### TASK
All of the records are to be copied out exactly, with nothing left out.

### MATERIAL FOR THE TASK
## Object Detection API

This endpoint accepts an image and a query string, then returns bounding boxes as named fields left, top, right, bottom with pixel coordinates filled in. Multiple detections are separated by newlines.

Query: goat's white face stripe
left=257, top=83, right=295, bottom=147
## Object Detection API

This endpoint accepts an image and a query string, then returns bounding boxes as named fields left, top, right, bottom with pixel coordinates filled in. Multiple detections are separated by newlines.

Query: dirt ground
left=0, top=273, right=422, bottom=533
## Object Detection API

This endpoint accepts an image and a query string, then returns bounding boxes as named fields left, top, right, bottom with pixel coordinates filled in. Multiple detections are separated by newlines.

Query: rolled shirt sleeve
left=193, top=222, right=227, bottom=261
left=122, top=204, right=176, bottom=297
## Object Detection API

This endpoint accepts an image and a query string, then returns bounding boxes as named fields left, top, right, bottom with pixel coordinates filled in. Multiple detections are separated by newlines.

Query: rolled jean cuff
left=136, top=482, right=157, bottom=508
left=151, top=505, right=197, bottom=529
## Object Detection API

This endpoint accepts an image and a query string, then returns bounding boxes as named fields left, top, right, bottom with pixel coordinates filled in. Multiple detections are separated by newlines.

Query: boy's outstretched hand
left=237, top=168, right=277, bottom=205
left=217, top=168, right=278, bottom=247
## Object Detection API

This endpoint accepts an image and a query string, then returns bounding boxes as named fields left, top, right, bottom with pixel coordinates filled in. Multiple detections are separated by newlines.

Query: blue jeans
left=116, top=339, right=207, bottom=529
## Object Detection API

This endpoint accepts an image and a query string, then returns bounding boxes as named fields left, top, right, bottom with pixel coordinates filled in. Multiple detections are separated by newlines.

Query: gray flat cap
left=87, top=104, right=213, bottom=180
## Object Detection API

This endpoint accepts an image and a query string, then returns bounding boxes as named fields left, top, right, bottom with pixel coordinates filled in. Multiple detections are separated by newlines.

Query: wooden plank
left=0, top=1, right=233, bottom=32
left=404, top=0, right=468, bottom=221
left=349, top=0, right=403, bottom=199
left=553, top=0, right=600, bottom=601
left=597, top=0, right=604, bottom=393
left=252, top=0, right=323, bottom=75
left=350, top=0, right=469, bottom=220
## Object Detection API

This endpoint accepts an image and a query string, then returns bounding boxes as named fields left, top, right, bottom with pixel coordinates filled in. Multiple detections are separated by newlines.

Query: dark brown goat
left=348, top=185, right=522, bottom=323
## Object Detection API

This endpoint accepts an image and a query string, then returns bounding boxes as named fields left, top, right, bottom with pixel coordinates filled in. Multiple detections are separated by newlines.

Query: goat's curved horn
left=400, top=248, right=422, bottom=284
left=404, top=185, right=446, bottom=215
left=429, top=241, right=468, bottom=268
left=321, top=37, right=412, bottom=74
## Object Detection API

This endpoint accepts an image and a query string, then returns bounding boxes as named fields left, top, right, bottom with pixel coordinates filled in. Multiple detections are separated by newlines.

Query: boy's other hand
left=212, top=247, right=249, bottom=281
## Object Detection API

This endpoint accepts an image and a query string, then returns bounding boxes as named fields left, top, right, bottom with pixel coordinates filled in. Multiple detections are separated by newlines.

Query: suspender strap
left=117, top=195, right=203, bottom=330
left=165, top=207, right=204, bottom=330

### OUTPUT OF THE TASK
## Object Detection API

This endpoint accepts an image and a query string, then returns bounding boxes as named fields left, top, right, bottom with pixel coordinates filled in. Multiple detections are separated by newlines.

Query: goat's white face stripe
left=257, top=83, right=295, bottom=147
## Object Detection API

This endpoint accepts an image and a query string, then returns bounding boxes as named fields left, top, right, bottom with pixel coordinates filled in. Multiple detections are separated by newlines.

Query: dirt ground
left=0, top=273, right=422, bottom=533
## Object Detection API

This endpoint accepts an image and a query string, then returns bounding boxes as named fields left, top, right, bottom with pixel coordinates filled in. Multiple detections are separated by newlines.

Query: rolled shirt sleeve
left=193, top=222, right=227, bottom=261
left=122, top=204, right=176, bottom=297
## Object Detection API

This endpoint accepts an image and a query string, then returns bounding boxes as named fields left, top, right, bottom with pixel coordinates filled in. Multiple detections are separated by newlines.

Query: rolled jean cuff
left=136, top=482, right=157, bottom=508
left=151, top=505, right=197, bottom=529
## Object Detection API

This endpoint accepts an image and a query string, then returns bounding boxes as named fields left, top, right, bottom with pixel coordinates filled in. Multiple detections are separated by newlines.

Query: boy's outstretched hand
left=237, top=168, right=277, bottom=205
left=217, top=168, right=278, bottom=247
## Object Detection API

This endpoint accepts an image and a query string, then returns bounding boxes as named fields left, top, right, bottom with pixel coordinates filled in. Multiple detections are separated by newlines.

Query: blue jeans
left=116, top=339, right=207, bottom=529
## Object Detection API

This endpoint accepts an image and a query string, then returns bounding boxes as named fields left, top, right, bottom with pixel coordinates filled in. Multiple detections are separated by newlines.

Query: gray flat cap
left=87, top=104, right=213, bottom=180
## Object Detection API

This endpoint accepts an image and a query string, then returns bounding boxes as named fields left, top, right, bottom with pixel coordinates filled in. Multiple detections are separated by newlines.

Query: wooden plank
left=0, top=1, right=233, bottom=32
left=404, top=0, right=468, bottom=221
left=349, top=0, right=403, bottom=199
left=553, top=0, right=600, bottom=601
left=597, top=0, right=604, bottom=393
left=252, top=0, right=323, bottom=75
left=350, top=0, right=469, bottom=220
## Object Detection API

This endpoint accepts an image and a query string, then returns bounding boxes as named fields left, top, right, bottom with pixel coordinates filled in. Multiple detections are separated by newlines.

Query: dark brown goat
left=348, top=185, right=522, bottom=323
## Object Detection API

This endpoint accepts an image and a query string, then returns bounding boxes as named fields left, top, right, bottom with pixel coordinates filled in. Multiple detections are separated by newlines.

Query: goat's curved horn
left=400, top=248, right=422, bottom=284
left=404, top=185, right=446, bottom=215
left=429, top=241, right=468, bottom=268
left=321, top=37, right=412, bottom=74
## Object Detection API

This endpoint accepts an image and a query string, then returns bounding boxes as named fields left, top, right, bottom with pixel coordinates filled in. Multiple detections are separated by newlines.

Query: boy's other hand
left=212, top=247, right=249, bottom=281
## Object Detection API

This endpoint accepts an image and a query string, then returns bounding boxes as named fields left, top, right, bottom with pixel coordinates filled in. Multiple detections are separated by newlines.

Query: suspender strap
left=117, top=195, right=203, bottom=330
left=165, top=207, right=204, bottom=330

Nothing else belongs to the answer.